* [CONSIGNE A]:
Répondez à ces questions d'après le texte sur l'implantation immédiate :
(i) Quel système de rattrapage d'axe est cité ?
(ii) Dans le secteur postérieur, où réside l'intérêt de l'implantation immédiate ?
(iii) Qu'est-ce qui permet une évacuation plus aisée du bol alimentaire lors de la mastication ?
* [CONSIGNE B]: Poursuivez le texte sur l'implantation immédiate à partir de sa dernière ligne.
:: TEXTE PRÉSENTÉ ::
La présence de la restauration provisoire va pouvoir soutenir les tissus mous et guider leur cicatrisation autour d’une forme anatomique. Ainsi, la bonne position 3D de l’implant, le comblement de l’alvéole, l’aménagement muqueux de la zone transgingivale et la réalisation d’une temporisation aux formes de contour adaptées sont les clés de succès de ce protocole. L’utilisation d’un système de rattrapage d’axe sur la dent provisoire comme sur la prothèse d’usage (AxI® Anthogyr) s’avère une aide précieuse pour conserver un axe implantaire à-même de s’inscrire dans l’anatomie de la dent naturelle et positionner conjointement un axé cingulaire au tournevis. Fig.6

 

Dans le secteur postérieur, le cahier des charges est légèrement différent. Si l’esthétique n’est pas le facteur principal, l’intérêt de l’implantation immédiate postérieure réside une fois de plus dans la préservation des volumes ostéo-muqueux. Comme pour les dents monoradiculées, l’implantation, le comblement de l’alvéole et sa fermeture par une pièce anatomique sur mesure permettent de maintenir les volumes tissulaires (14).

 

Ce protocole influera à la fois sur le rendu esthétique de la future restauration, grâce à un meilleur alignement des collets dentaires, et sur la partie fonctionnelle par un meilleur centrage de l’implant. L’absence de concavité cervicale prothétique et tissulaire permet ainsi une évacuation plus aisée du bol alimentaire lors de la mastication.  Fig.7

 

 


 

Conclusion

 

La gestion des alvéoles d’extraction par comblement et /ou implantation sont, lorsque les conditions initiales sont présentes, des options de choix pour obtenir une bonne préservation ostéo-muqueuse. Les actions de préservation seront toujours à privilégier afin de limiter, voire de faciliter les manœuvres de reconstruction. Bien au-delà de la bonne position spatiale de l’implant, c’est tout l’environnement ostéo-muqueux qui sera préservé. Cela dans de but d’optimiser l’esthétique et la fonction de la future restauration prothétique.

 

Bibliographie

1 : Mardas N, Trullenque-Eriksson A, MacBeth N, Petrie A, Donos N. Does ridge preservation following tooth extraction improve implant treatment outcomes. Clin Oral Implants Res 2015: 26 (Suppl 11): 180–201.
:::
:: ENREGISTREMENTS FOURNIS ::
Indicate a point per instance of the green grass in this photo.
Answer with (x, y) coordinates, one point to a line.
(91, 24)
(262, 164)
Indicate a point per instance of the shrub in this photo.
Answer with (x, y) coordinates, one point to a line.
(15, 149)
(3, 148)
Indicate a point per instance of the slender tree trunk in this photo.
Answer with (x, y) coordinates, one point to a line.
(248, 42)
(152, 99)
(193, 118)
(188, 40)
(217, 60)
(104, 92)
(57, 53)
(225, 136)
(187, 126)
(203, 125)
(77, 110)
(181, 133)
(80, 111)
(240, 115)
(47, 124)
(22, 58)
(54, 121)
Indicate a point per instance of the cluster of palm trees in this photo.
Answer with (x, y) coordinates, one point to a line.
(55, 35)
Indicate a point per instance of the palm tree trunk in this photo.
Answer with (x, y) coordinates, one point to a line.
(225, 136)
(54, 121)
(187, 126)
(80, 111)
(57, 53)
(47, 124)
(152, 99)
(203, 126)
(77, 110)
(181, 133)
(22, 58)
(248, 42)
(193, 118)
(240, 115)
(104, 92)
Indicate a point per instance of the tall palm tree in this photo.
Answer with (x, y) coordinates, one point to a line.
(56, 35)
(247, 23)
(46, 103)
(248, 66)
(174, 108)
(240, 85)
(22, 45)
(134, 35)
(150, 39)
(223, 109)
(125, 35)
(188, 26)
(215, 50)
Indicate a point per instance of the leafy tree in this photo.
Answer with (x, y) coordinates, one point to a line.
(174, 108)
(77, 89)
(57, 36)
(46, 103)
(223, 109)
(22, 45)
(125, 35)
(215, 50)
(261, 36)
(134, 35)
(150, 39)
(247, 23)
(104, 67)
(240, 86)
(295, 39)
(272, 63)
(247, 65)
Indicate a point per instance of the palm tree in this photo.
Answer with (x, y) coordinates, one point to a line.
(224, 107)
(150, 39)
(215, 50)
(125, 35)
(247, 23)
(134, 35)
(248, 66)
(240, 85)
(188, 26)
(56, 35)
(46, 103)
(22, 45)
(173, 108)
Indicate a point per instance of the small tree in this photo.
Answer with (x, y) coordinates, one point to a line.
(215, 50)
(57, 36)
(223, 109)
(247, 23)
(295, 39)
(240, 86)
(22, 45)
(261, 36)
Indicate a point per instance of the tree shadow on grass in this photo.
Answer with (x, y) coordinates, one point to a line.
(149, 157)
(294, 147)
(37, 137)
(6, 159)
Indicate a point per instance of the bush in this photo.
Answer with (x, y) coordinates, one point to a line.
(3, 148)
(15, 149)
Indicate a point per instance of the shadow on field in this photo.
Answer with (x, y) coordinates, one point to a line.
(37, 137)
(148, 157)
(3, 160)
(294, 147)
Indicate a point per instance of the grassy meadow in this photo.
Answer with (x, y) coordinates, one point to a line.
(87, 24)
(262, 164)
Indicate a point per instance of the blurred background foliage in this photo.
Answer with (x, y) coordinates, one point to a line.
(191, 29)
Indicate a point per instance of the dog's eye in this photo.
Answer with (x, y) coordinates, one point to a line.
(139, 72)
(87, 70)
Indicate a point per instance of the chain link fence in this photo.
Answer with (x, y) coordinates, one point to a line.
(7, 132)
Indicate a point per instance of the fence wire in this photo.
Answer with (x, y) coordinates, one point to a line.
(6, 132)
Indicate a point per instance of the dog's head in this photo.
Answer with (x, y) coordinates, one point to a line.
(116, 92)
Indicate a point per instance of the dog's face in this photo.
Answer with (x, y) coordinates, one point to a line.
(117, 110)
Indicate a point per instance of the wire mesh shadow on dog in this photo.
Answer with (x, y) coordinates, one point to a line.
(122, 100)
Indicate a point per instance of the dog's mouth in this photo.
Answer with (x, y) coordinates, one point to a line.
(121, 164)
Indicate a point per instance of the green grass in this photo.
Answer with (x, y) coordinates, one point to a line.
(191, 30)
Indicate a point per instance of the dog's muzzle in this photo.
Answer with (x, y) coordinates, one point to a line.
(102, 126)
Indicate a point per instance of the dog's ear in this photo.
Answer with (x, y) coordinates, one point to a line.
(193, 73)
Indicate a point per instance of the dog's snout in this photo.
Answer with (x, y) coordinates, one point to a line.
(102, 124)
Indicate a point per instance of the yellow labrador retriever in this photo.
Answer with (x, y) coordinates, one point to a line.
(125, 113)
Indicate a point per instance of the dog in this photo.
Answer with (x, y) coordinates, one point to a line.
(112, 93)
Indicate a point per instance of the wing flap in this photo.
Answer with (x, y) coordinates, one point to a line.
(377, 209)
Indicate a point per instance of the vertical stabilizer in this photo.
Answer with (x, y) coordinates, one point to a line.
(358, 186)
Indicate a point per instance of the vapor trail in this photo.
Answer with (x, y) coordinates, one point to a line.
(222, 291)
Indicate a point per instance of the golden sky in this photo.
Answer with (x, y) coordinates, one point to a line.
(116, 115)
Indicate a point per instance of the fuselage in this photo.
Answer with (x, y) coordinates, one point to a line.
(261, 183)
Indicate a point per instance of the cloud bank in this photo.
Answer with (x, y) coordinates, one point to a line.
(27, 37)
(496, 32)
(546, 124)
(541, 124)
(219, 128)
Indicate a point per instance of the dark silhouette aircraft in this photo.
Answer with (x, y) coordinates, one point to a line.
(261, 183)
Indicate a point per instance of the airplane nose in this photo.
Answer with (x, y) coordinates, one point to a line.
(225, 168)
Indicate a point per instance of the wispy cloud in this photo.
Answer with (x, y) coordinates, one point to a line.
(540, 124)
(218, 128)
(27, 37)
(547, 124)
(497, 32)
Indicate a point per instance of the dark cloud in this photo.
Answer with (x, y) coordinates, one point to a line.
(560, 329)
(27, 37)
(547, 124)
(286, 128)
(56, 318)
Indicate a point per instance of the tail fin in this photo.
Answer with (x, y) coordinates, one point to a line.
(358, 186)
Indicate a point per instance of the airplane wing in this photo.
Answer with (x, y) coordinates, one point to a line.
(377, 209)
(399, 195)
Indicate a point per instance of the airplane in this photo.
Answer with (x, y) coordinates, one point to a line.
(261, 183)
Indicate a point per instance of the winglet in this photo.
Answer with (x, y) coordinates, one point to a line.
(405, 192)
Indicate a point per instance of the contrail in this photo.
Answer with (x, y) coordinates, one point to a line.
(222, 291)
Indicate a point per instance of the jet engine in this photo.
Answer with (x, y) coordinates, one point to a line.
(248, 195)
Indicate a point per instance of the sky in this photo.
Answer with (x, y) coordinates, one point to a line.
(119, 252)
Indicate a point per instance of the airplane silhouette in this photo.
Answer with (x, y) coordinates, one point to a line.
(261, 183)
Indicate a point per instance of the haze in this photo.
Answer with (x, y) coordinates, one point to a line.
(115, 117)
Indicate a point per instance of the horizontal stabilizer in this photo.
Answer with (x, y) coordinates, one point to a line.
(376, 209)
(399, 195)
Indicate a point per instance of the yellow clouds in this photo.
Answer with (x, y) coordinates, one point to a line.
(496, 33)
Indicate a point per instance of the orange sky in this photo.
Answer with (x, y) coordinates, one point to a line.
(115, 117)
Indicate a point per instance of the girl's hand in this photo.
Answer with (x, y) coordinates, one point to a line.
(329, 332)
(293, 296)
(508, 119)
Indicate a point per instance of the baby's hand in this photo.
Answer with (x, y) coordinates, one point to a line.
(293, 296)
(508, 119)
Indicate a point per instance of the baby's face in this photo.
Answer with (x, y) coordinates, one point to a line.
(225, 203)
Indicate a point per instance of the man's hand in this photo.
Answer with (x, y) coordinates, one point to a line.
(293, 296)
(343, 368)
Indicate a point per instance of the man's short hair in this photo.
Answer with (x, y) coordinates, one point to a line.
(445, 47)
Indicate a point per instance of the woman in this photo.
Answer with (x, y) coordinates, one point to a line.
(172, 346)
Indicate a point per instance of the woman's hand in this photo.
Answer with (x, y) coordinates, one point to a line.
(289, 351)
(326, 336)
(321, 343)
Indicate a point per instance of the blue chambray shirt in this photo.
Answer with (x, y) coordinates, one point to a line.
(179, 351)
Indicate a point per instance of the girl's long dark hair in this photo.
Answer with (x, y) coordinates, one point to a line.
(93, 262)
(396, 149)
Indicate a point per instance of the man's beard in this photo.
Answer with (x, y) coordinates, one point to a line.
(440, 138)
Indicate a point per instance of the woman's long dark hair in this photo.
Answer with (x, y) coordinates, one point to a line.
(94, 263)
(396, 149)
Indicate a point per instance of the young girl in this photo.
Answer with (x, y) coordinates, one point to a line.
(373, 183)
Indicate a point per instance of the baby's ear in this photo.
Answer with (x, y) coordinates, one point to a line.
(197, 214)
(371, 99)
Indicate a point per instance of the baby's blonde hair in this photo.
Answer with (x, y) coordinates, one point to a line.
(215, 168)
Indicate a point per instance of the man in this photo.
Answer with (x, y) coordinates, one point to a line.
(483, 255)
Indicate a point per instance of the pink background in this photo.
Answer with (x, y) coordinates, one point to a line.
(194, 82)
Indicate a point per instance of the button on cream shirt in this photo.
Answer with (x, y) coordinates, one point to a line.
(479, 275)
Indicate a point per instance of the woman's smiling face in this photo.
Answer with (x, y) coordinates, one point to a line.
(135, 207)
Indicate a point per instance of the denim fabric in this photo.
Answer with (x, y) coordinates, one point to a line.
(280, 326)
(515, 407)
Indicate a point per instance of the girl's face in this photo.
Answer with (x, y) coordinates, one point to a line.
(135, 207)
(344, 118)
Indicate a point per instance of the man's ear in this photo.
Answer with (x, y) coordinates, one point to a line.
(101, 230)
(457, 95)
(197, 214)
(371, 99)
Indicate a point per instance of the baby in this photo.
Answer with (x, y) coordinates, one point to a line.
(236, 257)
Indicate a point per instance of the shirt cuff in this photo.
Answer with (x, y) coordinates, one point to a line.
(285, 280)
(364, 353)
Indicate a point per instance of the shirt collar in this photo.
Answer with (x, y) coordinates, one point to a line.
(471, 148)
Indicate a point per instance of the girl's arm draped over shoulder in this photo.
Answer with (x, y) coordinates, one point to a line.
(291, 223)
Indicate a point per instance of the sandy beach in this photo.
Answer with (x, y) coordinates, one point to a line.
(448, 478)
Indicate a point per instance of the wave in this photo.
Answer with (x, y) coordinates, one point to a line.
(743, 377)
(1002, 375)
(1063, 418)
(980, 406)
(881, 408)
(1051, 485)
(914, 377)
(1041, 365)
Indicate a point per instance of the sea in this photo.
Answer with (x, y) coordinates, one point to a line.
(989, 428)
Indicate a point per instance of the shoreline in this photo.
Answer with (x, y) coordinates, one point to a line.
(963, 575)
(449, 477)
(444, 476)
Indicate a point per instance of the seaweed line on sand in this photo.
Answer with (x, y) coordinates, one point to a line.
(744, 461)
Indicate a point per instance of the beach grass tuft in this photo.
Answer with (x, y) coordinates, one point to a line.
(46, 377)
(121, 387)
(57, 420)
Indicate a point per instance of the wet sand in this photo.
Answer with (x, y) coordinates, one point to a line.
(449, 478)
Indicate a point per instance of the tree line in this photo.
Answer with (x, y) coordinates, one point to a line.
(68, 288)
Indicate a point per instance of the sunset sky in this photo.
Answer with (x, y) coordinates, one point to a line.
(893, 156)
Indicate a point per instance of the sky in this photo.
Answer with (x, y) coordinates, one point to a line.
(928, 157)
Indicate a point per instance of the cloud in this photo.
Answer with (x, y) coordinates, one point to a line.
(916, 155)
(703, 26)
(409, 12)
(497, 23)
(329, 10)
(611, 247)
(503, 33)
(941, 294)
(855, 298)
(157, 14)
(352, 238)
:::
* [RÉPONSE A]:
(i) Le système AxI® Anthogyr.
(ii) Dans la préservation des volumes ostéo-muqueux.
(iii) L'absence de concavité cervicale prothétique et tissulaire.

* [RÉPONSE B]:
2: Schropp L, Wenzel A, Kostopoulos L, Karring T. Bone healing and soft tissue contour changes following single-tooth extraction: a clinical and radiographic 12-month prospec- tive study. Int J Periodontics Restorative Dent 2003: 23: 313– 323.

3: Trombelli L, Farina R, Marzola A, Bozzi L, Liljenberg B, Lindhe J. Modeling and remodeling of human extraction sockets. J Clin Periodontol 2008: 35: 630–639

4: Araujo MG, Lindhe J (2009). Ridge alterations following tooth extraction with and without flap elevation: an experimental study in the dog. Clin Oral Implants Res 2009: 20 :545-549.

5 : Tan WL, Wong TL, Wong MC, Lang NP. A systematic review of post-extractional alveolar hard and soft tissue dimensional changes in humans. Clin Oral Implants Res 2012: 23 (Suppl 5): 1–21.

6: Avila-Ortiz G, Gubler M, Romero-Bustillos M, Nicholas CL, et al. Efficacy of Alveolar Ridge Preservation: A Randomized Controlled Trial. J Dent Res. 2020 Apr;99(4):402–409.

7 : Meloni SM, Tallarico M, Lolli FM, Deledda A, et al. Postextraction socket preservation using epithelial connective tissue graft vs. porcine collagen matrix. 1-year results of a randomised controlled trial. Eur J Oral Implantol. 2015 Spring;8(1):39–48

8 : Jung RE, Siegenthaler DW, Hammerle CH. Postextraction tissue management: a soft tissue punch technique. Int J Periodontics Restorative Dent 2004: 24: 545–553.

9 : Stimmelmayr M, Guth JF, Iglhaut G, Beuer F. Preservation of the ridge and sealing of the socket with a combination epithelialised and subepithelial connective tissue graft for management of defects in the buccal bone before insertion of implants: a case series. Br J Oral Maxillofac Surg 2012: 50: 550–555.

10: Wang HL, Koichi Kiyonobu, Rodrigo F Neiva, Socket augmentation : rationale and technique. Implant Dent.2004 Dec;13(4):286-96.

11: Botticelli D, Berglundh T, Lindhe J. Hard-tissue alterations following immediate implant placement in extraction sites. J Clin Periodontol 2004: 31: 820–828.

12 : Arauja MG, Silva C, Souza AB, Sukekava F. Socket healing with and without immediate implant placement. periodontol 2000.2019 Feb;79(1):168-177

13: Chen ST, Darby IB, Reynolds EC. A prospective clinical study of non-submerged immediate implants: clinical outcomes and esthetic results. Clin Oral Implants Res 2007: 18: 552–562.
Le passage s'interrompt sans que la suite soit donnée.